[Problem]:
Give the number of lines below that contain the word "screen", and nothing else.

• • • • • • •

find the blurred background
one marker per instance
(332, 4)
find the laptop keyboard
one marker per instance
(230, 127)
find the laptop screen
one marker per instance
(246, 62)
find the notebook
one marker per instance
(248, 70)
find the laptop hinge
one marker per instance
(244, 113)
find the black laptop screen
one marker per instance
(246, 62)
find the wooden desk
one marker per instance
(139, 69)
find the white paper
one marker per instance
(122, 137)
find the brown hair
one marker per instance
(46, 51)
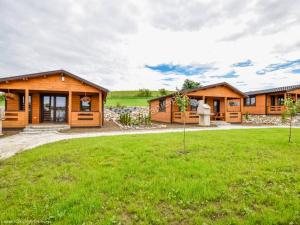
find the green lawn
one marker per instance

• • • • • • •

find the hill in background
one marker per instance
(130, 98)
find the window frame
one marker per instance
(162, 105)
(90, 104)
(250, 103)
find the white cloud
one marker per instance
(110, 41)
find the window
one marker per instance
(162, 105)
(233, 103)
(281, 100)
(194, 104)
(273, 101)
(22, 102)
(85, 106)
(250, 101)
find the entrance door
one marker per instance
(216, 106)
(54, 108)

• • • • • • •

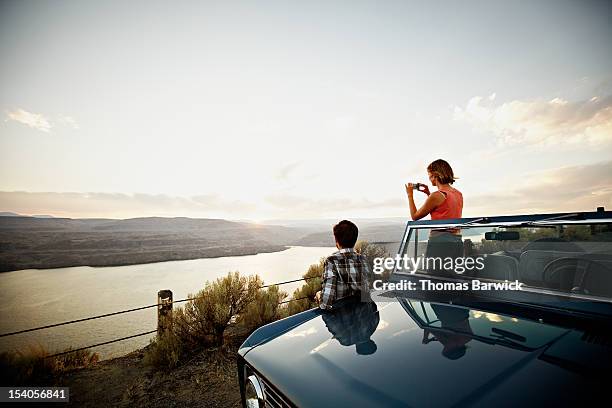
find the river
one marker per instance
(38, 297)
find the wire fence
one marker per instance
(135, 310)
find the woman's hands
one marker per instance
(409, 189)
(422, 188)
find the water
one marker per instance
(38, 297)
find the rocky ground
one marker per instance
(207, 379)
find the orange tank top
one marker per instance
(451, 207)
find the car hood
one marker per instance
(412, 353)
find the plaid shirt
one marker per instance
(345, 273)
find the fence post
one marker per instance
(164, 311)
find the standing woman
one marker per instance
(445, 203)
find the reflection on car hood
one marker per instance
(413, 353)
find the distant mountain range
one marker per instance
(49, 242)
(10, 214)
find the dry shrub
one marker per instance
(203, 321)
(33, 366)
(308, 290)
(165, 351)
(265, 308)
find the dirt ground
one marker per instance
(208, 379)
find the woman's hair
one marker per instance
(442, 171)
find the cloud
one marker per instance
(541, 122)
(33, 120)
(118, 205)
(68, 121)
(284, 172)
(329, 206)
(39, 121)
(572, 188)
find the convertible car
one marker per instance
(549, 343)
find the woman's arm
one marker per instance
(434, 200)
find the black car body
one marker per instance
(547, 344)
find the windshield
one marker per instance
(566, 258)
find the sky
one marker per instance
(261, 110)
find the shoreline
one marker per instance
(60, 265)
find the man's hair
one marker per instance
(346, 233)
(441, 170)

• • • • • • •

[Solution for this task]:
2